THE PROBLEM -
Line by line, print the records exactly as they are, dropping the pictures.
--- START ---
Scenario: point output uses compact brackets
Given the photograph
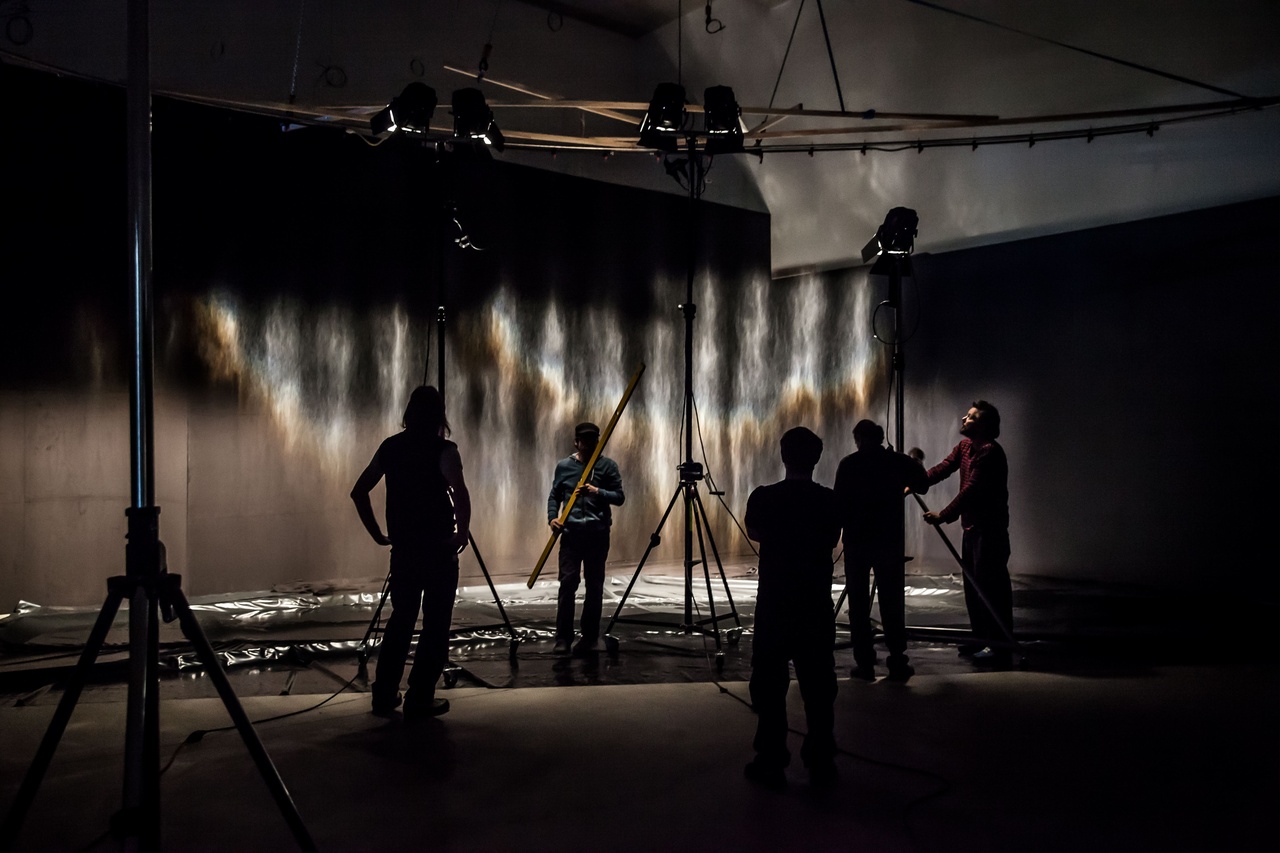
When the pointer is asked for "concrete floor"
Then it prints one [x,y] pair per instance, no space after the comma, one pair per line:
[1075,752]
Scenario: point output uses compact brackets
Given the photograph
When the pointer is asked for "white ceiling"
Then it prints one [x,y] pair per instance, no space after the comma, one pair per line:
[890,55]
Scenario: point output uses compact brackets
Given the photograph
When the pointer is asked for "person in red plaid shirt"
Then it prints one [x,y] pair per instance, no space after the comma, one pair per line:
[982,507]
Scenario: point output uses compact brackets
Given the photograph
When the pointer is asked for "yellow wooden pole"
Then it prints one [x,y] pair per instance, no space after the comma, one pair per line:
[586,473]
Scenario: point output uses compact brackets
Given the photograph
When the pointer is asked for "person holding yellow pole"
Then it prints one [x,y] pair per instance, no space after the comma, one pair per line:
[584,537]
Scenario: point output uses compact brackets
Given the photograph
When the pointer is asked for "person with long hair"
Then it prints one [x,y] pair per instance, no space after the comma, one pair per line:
[428,524]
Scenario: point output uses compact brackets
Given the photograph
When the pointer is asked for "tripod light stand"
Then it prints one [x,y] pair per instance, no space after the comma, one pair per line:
[663,128]
[472,126]
[892,243]
[146,584]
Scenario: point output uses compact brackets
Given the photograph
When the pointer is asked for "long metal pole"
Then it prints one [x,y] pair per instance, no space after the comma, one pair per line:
[690,310]
[895,295]
[141,743]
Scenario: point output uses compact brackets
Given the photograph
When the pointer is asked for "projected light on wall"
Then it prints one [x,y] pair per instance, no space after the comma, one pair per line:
[524,370]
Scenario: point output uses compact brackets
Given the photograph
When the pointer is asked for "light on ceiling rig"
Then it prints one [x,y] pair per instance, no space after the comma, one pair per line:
[410,112]
[472,119]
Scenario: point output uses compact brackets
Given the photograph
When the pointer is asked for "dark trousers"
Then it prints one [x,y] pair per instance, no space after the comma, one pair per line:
[424,579]
[807,641]
[886,561]
[986,555]
[583,552]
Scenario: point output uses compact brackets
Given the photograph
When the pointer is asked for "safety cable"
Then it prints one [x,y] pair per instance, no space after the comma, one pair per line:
[782,67]
[1080,50]
[297,53]
[831,55]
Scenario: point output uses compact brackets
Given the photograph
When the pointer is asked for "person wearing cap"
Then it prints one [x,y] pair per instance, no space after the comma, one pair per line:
[796,523]
[584,537]
[871,484]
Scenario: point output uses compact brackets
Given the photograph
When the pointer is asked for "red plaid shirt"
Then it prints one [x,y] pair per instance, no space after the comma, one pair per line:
[983,497]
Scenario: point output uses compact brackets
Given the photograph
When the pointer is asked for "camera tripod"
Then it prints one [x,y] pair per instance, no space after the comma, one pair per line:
[146,585]
[690,473]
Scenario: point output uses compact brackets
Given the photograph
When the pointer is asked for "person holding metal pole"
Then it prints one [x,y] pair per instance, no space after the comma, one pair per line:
[428,524]
[584,537]
[982,507]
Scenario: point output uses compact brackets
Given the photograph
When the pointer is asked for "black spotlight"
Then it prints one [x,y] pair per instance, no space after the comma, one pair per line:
[723,121]
[410,112]
[895,237]
[472,119]
[664,122]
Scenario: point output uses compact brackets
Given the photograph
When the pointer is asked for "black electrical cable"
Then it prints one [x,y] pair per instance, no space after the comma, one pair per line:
[199,734]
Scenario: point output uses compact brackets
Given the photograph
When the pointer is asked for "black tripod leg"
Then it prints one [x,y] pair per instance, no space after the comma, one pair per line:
[493,589]
[720,565]
[362,655]
[17,813]
[707,575]
[654,538]
[195,634]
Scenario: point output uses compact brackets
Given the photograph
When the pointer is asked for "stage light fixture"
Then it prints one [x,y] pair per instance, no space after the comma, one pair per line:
[723,121]
[410,112]
[663,124]
[472,119]
[896,236]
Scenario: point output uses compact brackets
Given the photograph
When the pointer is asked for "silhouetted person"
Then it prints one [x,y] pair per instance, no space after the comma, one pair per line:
[982,506]
[796,523]
[428,523]
[871,484]
[584,538]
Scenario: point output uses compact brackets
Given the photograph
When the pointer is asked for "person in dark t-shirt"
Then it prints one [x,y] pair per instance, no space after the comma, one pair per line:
[871,486]
[428,524]
[796,523]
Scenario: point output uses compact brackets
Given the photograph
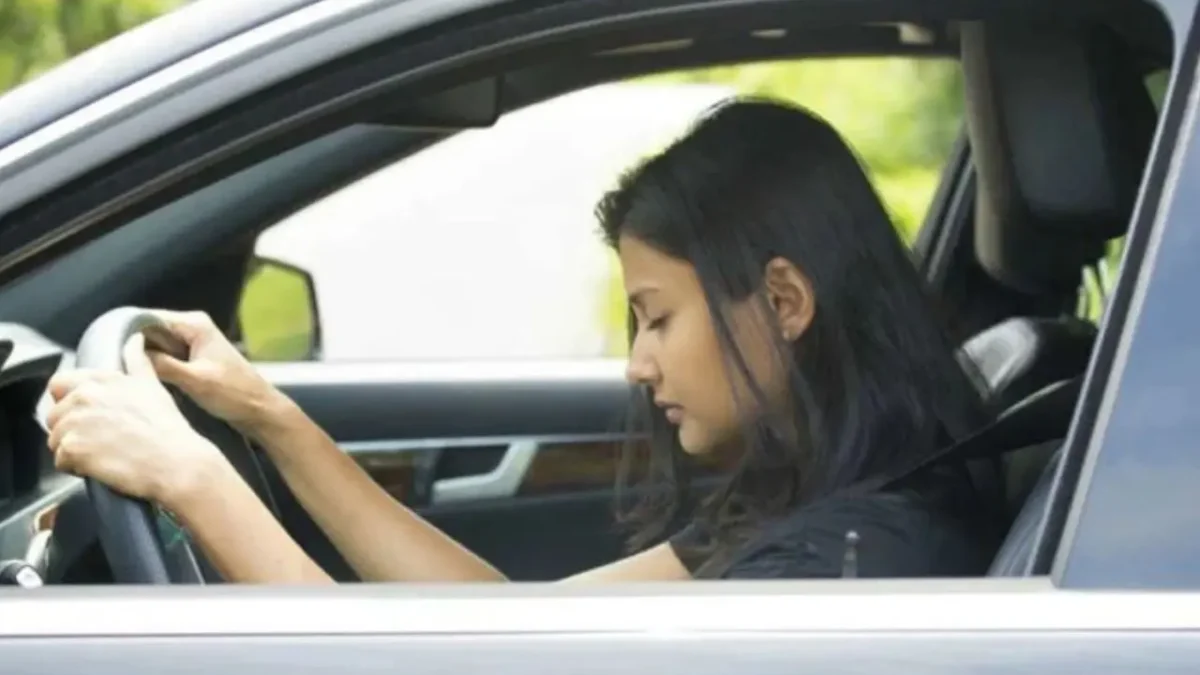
--- END ---
EXPECTED ANSWER -
Scenario: point output uses compact brackets
Given the photograph
When the pointer is asked for "concrete floor"
Then it prints one [x,y] pair per instance, no space after the comma, one pair per line:
[1075,752]
Scenario: point output uses compact brackets
Given the photograph
When the pointer is asked for "white ceiling"
Then it prints one [x,y] pair per instance, no space after the comma, one pair per line:
[890,55]
Scenario: point output uses compact brackets
Given the photograph
When the pointer is asked for "person in red plaid shirt"
Then it prints one [x,y] pair per instance, no space after the comma, one pair per line:
[982,507]
Scenario: point output uses compact brackets
Given the photograph
When the pointer is asked for "yellow wooden pole"
Then it prints one [x,y] pair per instance, no space after the comma, one pair per line:
[586,473]
Scenario: point output uses compact brackets
Given the photograph
When the pointer is asked for "person holding yellow pole"
Then it prints one [x,y] pair per instance, no space after the comma, one pair per line:
[584,537]
Scenario: point output uses compact brackets
Given the photograph
When the pointer is asked for "person with long hair"
Then it prints one [x,y] pair per instance, no space after the comma, one pair per line:
[428,524]
Scenario: point output uses compact brackets
Given the photograph
When the pointer is asked for "tripod light stand"
Then it prints one [x,y] pair per instance, no space after the comma, one pair per line:
[663,128]
[472,126]
[892,243]
[146,584]
Scenario: point output uses compact brackets
Given the photograph
When the pointer is asked for "long metal pole"
Then it prints one [x,y] pair per instance, no space after the comma, one pair per line:
[690,310]
[895,295]
[141,743]
Scenario: point output uses compact brackets
Given the photograph
When the pointer is asked for "projected light on wall"
Then it prints one [x,y] pair per instance, no space after the comma, one pair per line:
[524,370]
Scenario: point output uses compact brackets
Given the photograph
When the pointer is asked for "light on ceiling rig"
Then it prints one [x,y] pair per instance, no space after the comma, one pair per line:
[410,112]
[472,119]
Scenario: point output uses compact brackets
Given the photograph
When the pointer is asked for "dark trousers"
Then it prints one [x,y] pair per instance, no space after the comma, one pair per line:
[424,579]
[807,641]
[886,561]
[986,555]
[583,552]
Scenario: point output uses compact brackets
Given the photograph
When the pointer is asked for "safety cable"
Then it prints one [x,y] pair per instance, no space after the comma, one pair per line:
[782,67]
[1080,50]
[297,53]
[831,55]
Scenario: point output uses compact brackets
Given the photograph
When the pointer is asked for "person wearing cap"
Then it prints one [x,y] pair per instance, no space after the comma, one pair per line:
[796,523]
[584,537]
[871,484]
Scenario: point output uses compact brackets
Given the photograph
When the pointer is asked for "red plaid shirt"
Then it prints one [x,y] pair per instance, no space after the comma, one pair per line:
[983,497]
Scenario: point output uses compact brackets
Given the photograph
When the pointer is asked for "camera tripod"
Then it prints one [x,y] pair per instance, no space after the comma, one pair per line:
[146,585]
[690,473]
Scenario: point output uses compact brackets
Given the photograph
When the pointer is asked for "person holding metal pole"
Then it prints one [x,y] pair per instance, no space after the comma, one pair per line:
[428,524]
[584,537]
[982,507]
Scenario: point output uses compact brackets
Given the photograph
When the pointer is asked for "black spotlight"
Then it prints one [x,y] pair per instance, no space after the comma, one pair per line:
[723,121]
[410,112]
[895,237]
[472,119]
[664,122]
Scenario: point output uses compact brackets
Given the photograph
When the pointer is asked for "black electrical cable"
Then it prints one [x,y] pair per instance, no space after the comma, one pair per line:
[199,734]
Scenario: point output uses compact brackets
Given the photograph
When the pointer is asked for "black tripod leg"
Then it prints one [x,y] pair per instance, no space after the comma, one pair per line:
[493,589]
[720,565]
[362,655]
[17,813]
[707,575]
[654,538]
[195,634]
Scenario: point output uses compact brackets
Given the photograph
When the pointer is asked for "stage light fixture"
Then it prints one [x,y] pair per instance, no space after the comma, one pair per line:
[723,121]
[410,112]
[663,124]
[472,119]
[896,236]
Scenario: point output uses compact brackets
Given the photograph
When the pointer is asked for "silhouetted person"
Then it prints one [x,y] pair per instance, no space after the comma, one pair per line:
[982,506]
[796,523]
[428,523]
[871,484]
[584,538]
Scenario: point output uses compact brackets
Given the photograph
When the pointer is asked for "person in dark t-shirt"
Then it prints one [x,y] pair per instance, no space after the comma, one pair per line:
[871,486]
[428,524]
[796,523]
Scenario: point output uses compact brackets
Given the photograph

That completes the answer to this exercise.